__THE DATA__
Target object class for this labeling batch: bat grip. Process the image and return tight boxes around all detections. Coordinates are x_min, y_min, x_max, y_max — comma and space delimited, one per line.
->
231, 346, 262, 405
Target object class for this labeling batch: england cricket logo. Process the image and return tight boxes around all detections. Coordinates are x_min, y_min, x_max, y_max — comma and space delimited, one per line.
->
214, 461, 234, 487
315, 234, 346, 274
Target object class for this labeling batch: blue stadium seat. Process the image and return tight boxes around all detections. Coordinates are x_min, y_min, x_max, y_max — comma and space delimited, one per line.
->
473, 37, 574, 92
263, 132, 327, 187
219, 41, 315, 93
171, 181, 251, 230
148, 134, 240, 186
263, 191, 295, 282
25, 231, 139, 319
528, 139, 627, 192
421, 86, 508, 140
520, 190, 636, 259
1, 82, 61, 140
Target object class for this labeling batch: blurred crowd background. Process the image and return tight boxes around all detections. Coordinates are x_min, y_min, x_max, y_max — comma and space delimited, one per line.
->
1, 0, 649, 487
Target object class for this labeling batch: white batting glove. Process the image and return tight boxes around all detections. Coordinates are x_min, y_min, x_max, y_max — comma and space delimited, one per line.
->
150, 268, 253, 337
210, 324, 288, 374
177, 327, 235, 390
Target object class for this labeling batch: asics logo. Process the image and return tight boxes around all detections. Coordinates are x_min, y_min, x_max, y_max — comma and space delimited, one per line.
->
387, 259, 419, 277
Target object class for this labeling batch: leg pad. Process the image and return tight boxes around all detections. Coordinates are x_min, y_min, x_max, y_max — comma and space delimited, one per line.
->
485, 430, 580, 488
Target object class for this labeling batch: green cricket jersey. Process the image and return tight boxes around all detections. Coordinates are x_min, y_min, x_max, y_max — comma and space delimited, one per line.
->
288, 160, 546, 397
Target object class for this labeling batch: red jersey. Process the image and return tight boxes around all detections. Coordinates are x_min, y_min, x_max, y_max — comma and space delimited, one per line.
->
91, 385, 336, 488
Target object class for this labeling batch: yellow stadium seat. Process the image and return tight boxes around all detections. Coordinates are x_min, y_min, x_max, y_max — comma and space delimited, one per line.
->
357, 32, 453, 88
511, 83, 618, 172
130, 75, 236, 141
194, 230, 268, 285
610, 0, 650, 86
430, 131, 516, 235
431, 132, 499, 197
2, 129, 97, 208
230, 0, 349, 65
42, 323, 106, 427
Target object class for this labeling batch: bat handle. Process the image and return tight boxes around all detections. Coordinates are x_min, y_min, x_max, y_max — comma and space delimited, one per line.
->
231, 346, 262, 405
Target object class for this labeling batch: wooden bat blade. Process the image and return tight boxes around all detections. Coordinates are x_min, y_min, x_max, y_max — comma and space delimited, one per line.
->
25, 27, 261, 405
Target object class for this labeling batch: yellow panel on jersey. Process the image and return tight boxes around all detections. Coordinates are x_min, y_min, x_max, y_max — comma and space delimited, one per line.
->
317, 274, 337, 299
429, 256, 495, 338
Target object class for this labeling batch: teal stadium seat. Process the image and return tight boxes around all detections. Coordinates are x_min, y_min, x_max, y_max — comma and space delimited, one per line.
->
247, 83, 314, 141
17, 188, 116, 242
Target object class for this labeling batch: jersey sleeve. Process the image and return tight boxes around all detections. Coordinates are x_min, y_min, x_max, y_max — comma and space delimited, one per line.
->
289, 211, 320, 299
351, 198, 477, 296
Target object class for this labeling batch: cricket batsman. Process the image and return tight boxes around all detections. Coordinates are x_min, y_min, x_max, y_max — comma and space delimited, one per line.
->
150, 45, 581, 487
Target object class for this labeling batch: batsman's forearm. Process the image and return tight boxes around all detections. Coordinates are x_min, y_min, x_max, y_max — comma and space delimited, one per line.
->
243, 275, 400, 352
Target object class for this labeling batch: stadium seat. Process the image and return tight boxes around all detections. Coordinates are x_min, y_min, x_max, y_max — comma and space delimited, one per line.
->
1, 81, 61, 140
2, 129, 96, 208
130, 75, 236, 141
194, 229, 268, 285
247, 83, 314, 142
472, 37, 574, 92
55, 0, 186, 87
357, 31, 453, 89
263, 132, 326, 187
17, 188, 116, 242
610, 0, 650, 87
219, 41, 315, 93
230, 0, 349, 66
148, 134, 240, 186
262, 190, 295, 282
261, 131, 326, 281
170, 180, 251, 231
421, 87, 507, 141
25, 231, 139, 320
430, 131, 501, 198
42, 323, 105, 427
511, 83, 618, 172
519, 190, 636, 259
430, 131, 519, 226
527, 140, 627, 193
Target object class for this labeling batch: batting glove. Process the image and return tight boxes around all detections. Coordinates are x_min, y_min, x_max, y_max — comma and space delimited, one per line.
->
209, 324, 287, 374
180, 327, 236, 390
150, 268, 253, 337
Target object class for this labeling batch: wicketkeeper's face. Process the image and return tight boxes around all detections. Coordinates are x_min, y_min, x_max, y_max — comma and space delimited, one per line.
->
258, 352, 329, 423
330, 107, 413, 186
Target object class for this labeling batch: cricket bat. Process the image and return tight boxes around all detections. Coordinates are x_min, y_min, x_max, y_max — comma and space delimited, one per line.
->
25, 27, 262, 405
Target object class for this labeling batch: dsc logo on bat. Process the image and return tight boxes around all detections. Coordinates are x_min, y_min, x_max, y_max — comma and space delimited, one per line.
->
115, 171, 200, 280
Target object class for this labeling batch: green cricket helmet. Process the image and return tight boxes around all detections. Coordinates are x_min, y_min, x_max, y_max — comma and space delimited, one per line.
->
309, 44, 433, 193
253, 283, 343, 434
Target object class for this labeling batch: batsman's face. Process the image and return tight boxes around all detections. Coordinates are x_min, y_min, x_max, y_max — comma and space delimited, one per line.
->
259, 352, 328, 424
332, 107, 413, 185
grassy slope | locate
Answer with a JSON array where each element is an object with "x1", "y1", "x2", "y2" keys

__REQUIREMENT__
Your reply should consist of the records, copied exactly.

__RESPONSE TO THIS EXERCISE__
Target object class for this labeling batch: bat grip. Process the image and return tight boxes around all detections. Coordinates are x_min, y_min, x_max, y_max — comma and space delimited, one per line.
->
231, 346, 262, 405
Target object class for this labeling batch: england cricket logo. Process the image and return tight boxes around all detections. Coordinates are x_min, y_min, x_max, y_max — comma and space delimited, one per line.
->
214, 461, 234, 487
315, 234, 346, 274
Target object class for this labeling batch: blue stadium seat. Process the image and return tight boxes around all detections. Coordinates are x_min, y_min, x_max, y_max — comma and space delimited, one per line.
->
473, 37, 574, 92
263, 132, 327, 187
219, 41, 315, 93
171, 181, 251, 230
148, 134, 240, 186
263, 191, 295, 282
25, 231, 139, 319
528, 139, 627, 192
421, 86, 508, 140
520, 190, 636, 259
1, 82, 61, 140
Target object class for this labeling batch: blurred crowd background. Process the image and return tight boxes around all detections. Coordinates are x_min, y_min, x_max, y_max — comma and space delimited, one per line.
->
1, 0, 649, 487
Target object class for this labeling batch: white batting glove. Process the image and return tight boxes around all detections. Coordinates are x_min, y_min, x_max, y_max — comma and space delimited, one per line.
->
150, 268, 253, 337
210, 324, 288, 374
177, 327, 235, 390
Target object class for this labeling batch: asics logo. Process the image and return tight boxes around all detections. Coordinates are x_min, y_min, x_max, y_max — comma and space delimited, one per line.
->
387, 259, 419, 277
Target object class for this labeling batch: leg pad. Process the image and return tight boxes around all detections. Coordinates are x_min, y_min, x_max, y_max — comma and space delimited, one per line.
->
485, 430, 580, 488
Target object class for this labeling batch: green cricket jersey. Process the image and return tight boxes around all detections. Coordinates are x_min, y_min, x_max, y_max — comma and space delimited, one per line.
->
288, 160, 546, 397
Target object class for this labeling batch: red jersey. Process the image and return tight boxes around all detections. Coordinates are x_min, y_min, x_max, y_max — comma and space delimited, one per line.
->
91, 385, 336, 488
Target object class for this labeling batch: yellow stadium seat. Process the image and return tight boxes around all detections. Coordinates are x_min, y_min, x_max, y_max — comma and space delimited, one per line.
->
357, 32, 453, 88
511, 83, 618, 172
130, 75, 236, 141
194, 230, 268, 285
610, 0, 650, 86
430, 131, 516, 235
431, 132, 499, 197
2, 129, 97, 208
230, 0, 349, 65
42, 323, 106, 427
Target object class for this labeling batch: bat handle. Process the image and return tight boxes around all detections. Coordinates are x_min, y_min, x_max, y_max — comma and space delimited, one per line.
->
231, 346, 262, 405
Target object class for this labeling batch: wooden bat blade. Process the image and return tight boxes around all detections. Coordinates are x_min, y_min, x_max, y_max — comma and space delimited, one per line.
->
25, 27, 261, 405
Target object class for this labeling batch: yellow panel on jersey. Process the image and return tight boxes around all detections. Coordinates are x_min, y_min, x_max, y_max — comma and space delimited, one per line.
->
317, 274, 337, 299
429, 256, 495, 338
Target object class for this labeling batch: teal stadium seat. Process the image and return tight boxes around all detections. Coordinates are x_min, y_min, x_max, y_max — comma and space delimited, one per line.
->
247, 83, 314, 141
17, 188, 116, 242
Target object class for this labeling batch: jersey sleeve. Process the image and return tight boxes around all detections. Coordinates are x_min, y_min, x_max, y_max — comma and space delimited, one per line.
->
289, 211, 320, 299
351, 198, 477, 296
Target object class for this labeling batch: cricket batsman. Process the image and return tight boxes around all detections. Coordinates are x_min, y_min, x_max, y_max — comma and space delimited, one per line.
->
150, 45, 581, 487
Target object class for this labeling batch: batsman's forearm. Process the image and return tight boxes around all detections. Coordinates are x_min, y_min, x_max, y_max — comma and space delimited, one per line.
->
243, 275, 400, 352
Target object class for this labeling batch: stadium seat. Process the image and return tight boxes around all detections. Coordinates are x_min, y_min, x_max, y_max — comma and space delimited, one per line.
->
1, 81, 61, 140
2, 129, 96, 208
130, 75, 236, 141
194, 229, 268, 285
247, 83, 314, 142
472, 37, 574, 92
55, 0, 186, 87
357, 31, 453, 89
263, 132, 326, 187
17, 188, 116, 242
610, 0, 650, 87
219, 41, 315, 93
230, 0, 349, 66
148, 134, 240, 186
262, 190, 295, 282
261, 131, 326, 281
170, 180, 251, 231
421, 87, 507, 141
25, 231, 139, 320
430, 131, 501, 198
42, 323, 105, 427
511, 83, 618, 172
519, 190, 636, 259
430, 131, 519, 226
527, 140, 627, 193
Target object class for this labeling batch: batting glove. Process the image and return tight boxes around all detections. Coordinates are x_min, y_min, x_max, y_max — comma and space delimited, one per line.
->
209, 324, 287, 374
180, 327, 236, 390
150, 268, 253, 337
Target object class for this labeling batch: wicketkeeper's face. Process the image and return tight boxes around all detections. Coordinates are x_min, y_min, x_max, y_max — comma and space delimited, one per line.
->
258, 352, 329, 423
330, 107, 413, 186
Target object class for this labeling batch: cricket bat. Process the image and return tight boxes around all detections. Coordinates are x_min, y_min, x_max, y_max — comma and space delimited, one per line.
->
25, 27, 262, 405
Target object class for this labeling batch: dsc logo on bat. Process the image and return tight boxes around all detections. Coordinates are x_min, y_min, x_max, y_max — comma and space delimited, one per line.
->
115, 171, 200, 280
Target object class for this labeling batch: green cricket helmet. Process the image and return tight boxes around all detections. Coordinates are x_min, y_min, x_max, y_max — comma and space delimited, one per line.
->
309, 44, 433, 193
253, 283, 343, 434
Target object class for this labeling batch: batsman's face. Process the image and return tight boxes around all detections. Coordinates are x_min, y_min, x_max, y_max — comma and space delimited, one per line.
->
259, 352, 328, 424
332, 107, 413, 185
grassy slope | locate
Answer with a JSON array where each element is an object with "x1", "y1", "x2", "y2" keys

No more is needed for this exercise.